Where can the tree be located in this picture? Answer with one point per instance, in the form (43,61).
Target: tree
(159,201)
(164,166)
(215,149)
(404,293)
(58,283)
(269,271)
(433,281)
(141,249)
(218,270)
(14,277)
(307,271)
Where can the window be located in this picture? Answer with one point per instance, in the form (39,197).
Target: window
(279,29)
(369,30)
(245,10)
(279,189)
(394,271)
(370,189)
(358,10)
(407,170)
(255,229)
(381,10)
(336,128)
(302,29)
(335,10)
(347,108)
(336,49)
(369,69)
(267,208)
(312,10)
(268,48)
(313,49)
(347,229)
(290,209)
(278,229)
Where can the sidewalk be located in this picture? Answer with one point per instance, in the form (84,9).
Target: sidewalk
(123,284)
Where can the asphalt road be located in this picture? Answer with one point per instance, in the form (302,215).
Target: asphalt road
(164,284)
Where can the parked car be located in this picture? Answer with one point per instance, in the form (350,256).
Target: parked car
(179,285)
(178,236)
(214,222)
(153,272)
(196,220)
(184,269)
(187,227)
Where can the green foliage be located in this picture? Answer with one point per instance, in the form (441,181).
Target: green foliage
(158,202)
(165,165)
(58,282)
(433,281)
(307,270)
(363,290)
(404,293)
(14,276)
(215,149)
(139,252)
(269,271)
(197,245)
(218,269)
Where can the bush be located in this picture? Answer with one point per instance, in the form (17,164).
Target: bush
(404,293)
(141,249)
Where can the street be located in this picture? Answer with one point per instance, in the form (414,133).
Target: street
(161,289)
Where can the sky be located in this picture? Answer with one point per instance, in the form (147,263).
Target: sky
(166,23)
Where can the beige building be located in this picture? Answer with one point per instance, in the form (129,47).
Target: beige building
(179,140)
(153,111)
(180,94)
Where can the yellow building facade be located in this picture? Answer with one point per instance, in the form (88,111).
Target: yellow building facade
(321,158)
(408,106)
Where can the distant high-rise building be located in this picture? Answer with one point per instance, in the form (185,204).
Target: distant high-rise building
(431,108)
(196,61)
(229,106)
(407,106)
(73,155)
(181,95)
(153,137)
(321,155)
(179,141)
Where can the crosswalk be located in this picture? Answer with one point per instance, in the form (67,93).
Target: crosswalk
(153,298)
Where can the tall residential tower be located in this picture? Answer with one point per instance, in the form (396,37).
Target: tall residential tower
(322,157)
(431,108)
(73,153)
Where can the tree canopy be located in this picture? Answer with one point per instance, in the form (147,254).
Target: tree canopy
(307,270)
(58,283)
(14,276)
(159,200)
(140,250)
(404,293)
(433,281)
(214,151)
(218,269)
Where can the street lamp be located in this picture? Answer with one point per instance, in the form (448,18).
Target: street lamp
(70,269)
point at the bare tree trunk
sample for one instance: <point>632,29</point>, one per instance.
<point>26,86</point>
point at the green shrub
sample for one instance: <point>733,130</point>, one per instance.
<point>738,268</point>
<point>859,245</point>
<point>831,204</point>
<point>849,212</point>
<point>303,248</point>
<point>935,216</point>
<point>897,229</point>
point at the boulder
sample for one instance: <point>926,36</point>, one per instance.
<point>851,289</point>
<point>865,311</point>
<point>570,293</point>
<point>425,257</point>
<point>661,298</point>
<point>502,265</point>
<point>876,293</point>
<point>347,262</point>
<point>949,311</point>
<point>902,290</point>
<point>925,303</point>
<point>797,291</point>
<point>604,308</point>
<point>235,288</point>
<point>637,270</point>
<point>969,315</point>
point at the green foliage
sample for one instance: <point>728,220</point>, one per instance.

--------------------------------

• [Task to carry out] Without leaving out a single line, retype the material above exactly.

• [Result for this task]
Where can the tree be located in this picture? Answer with one point per instance, in the form (43,61).
Target: tree
(159,201)
(164,166)
(215,149)
(404,293)
(58,283)
(269,271)
(433,281)
(141,249)
(218,270)
(14,277)
(307,271)
Where can the window be located in this picture? Answer with one point per instance, in the form (39,197).
Target: window
(279,29)
(369,30)
(245,10)
(279,189)
(394,271)
(370,189)
(358,10)
(407,170)
(255,229)
(381,10)
(336,128)
(302,29)
(335,10)
(347,108)
(336,49)
(369,69)
(267,208)
(312,10)
(268,48)
(313,49)
(347,229)
(290,209)
(278,229)
Where can the sidewalk be located in this picture? Answer with one point per instance, in the form (84,9).
Target: sidewalk
(123,284)
Where can the asphalt road be located in this picture? Answer with one point per instance, in the form (302,215).
Target: asphalt road
(164,284)
Where can the parked car be located in this picture? Answer with one point per instance, in the form (350,256).
Target: parked car
(179,285)
(178,236)
(214,222)
(153,272)
(196,220)
(184,269)
(187,227)
Where can the green foliage be located in this picture? Answer with one point per instance, in the form (441,181).
Target: green foliage
(158,202)
(165,165)
(58,282)
(433,281)
(307,270)
(363,290)
(404,293)
(14,276)
(215,149)
(139,252)
(269,271)
(197,245)
(218,269)
Where can the bush be located in this picture? Answer with one point per instance, in the form (17,164).
Target: bush
(404,293)
(141,249)
Where can the street be located in this picture? Answer with one point per instance, in the form (414,133).
Target: street
(161,289)
Where can the sky be located in this picture? Answer with one point per instance, in the form (147,263).
Target: sky
(166,23)
Where can the beige building be located in this picture? Answer with one point per instance, in the form (129,47).
Target: beige building
(179,140)
(153,111)
(180,94)
Where can the yellow building facade be located in this picture? Answer with one point per instance, in the form (88,111).
Target: yellow building facade
(321,158)
(408,106)
Where can the distant high-rise building be located in this picture? Answer with one point per instance, in the form (185,204).
Target: distant high-rise building
(431,108)
(196,61)
(229,106)
(407,106)
(73,155)
(181,95)
(153,137)
(321,155)
(179,141)
Where can the crosswalk be located in this picture? Answer with one point per instance, in the form (67,93).
Target: crosswalk
(153,298)
Where can the tall residential tower be located in this picture? Answer with one point per instance, in the form (396,37).
Target: tall residential tower
(322,157)
(431,108)
(73,153)
Where can the tree canopy be located in this picture? Answer with one point per instance, in the form (147,254).
Target: tree canopy
(307,270)
(58,283)
(14,276)
(159,200)
(140,250)
(404,293)
(433,281)
(214,151)
(218,269)
Where can the street lamp be located in this picture? Answer with one point per instance, in the form (448,18).
Target: street lamp
(70,269)
point at the bare tree trunk
sample for one instance: <point>632,29</point>, one per instance.
<point>26,86</point>
point at the green shrub
sample for one instance: <point>733,130</point>, one per instance.
<point>738,268</point>
<point>859,245</point>
<point>831,204</point>
<point>849,212</point>
<point>303,248</point>
<point>935,216</point>
<point>897,229</point>
point at the boulder
sample for one instance: <point>926,36</point>, one per instance.
<point>851,289</point>
<point>865,311</point>
<point>570,293</point>
<point>425,257</point>
<point>661,298</point>
<point>502,265</point>
<point>876,293</point>
<point>347,262</point>
<point>949,311</point>
<point>902,290</point>
<point>925,303</point>
<point>797,291</point>
<point>604,308</point>
<point>235,288</point>
<point>637,270</point>
<point>969,315</point>
point at the green foliage
sample for one instance: <point>728,220</point>, one per instance.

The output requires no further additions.